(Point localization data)

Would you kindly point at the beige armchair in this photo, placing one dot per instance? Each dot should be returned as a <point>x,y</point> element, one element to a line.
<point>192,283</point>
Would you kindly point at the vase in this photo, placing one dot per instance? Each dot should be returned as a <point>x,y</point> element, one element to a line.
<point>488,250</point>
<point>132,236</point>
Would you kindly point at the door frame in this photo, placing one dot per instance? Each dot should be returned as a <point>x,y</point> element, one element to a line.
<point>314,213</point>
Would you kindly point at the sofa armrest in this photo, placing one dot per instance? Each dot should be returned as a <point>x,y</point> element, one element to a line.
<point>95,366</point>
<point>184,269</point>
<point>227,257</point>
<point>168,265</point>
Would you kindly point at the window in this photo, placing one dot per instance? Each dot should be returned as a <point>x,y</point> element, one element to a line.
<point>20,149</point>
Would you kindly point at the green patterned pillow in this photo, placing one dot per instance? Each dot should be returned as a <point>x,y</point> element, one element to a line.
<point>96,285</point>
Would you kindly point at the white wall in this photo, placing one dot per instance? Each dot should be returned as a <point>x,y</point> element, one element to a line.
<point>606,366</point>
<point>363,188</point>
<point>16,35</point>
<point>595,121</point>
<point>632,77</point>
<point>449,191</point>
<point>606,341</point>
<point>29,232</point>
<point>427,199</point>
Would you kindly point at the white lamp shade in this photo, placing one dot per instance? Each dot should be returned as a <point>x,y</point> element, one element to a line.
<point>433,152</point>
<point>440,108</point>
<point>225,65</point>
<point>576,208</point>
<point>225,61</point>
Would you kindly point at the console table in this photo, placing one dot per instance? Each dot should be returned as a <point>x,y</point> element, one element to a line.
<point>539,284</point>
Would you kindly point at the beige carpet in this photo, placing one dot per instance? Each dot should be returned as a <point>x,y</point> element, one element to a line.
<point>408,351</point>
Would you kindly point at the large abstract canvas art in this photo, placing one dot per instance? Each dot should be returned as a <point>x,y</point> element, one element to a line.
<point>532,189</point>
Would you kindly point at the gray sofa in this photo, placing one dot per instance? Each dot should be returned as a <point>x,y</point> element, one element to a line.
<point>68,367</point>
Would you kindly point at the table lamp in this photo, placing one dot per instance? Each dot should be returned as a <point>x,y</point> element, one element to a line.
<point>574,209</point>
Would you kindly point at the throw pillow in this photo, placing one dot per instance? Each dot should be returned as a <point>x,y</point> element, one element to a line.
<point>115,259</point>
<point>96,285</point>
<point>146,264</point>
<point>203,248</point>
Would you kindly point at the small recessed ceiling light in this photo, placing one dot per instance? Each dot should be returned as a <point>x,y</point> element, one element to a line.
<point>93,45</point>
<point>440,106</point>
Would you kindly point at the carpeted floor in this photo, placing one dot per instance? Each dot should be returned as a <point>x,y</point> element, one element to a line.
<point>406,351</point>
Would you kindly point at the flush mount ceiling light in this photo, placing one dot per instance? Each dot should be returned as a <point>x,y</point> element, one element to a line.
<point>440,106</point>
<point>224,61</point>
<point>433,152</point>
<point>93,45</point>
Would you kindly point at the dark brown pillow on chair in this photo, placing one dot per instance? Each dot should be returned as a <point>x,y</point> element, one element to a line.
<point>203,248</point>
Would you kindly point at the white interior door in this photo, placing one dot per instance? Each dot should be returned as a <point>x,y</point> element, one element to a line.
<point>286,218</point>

:: What this task involves ::
Start at the line containing "Would you kindly point at the dark" and copy each line through the last one in the records, exactly and with nothing added.

:: Written response ::
Would you kindly point at the dark brown pillow on chair in this photo, placing one dot per instance? Each dot should be returned as a <point>x,y</point> element, one element to a line.
<point>203,248</point>
Would you kindly point at the white interior door in this photo, placing one dot per instance? Each dot should be returned as a <point>x,y</point> element, one element to a line.
<point>286,218</point>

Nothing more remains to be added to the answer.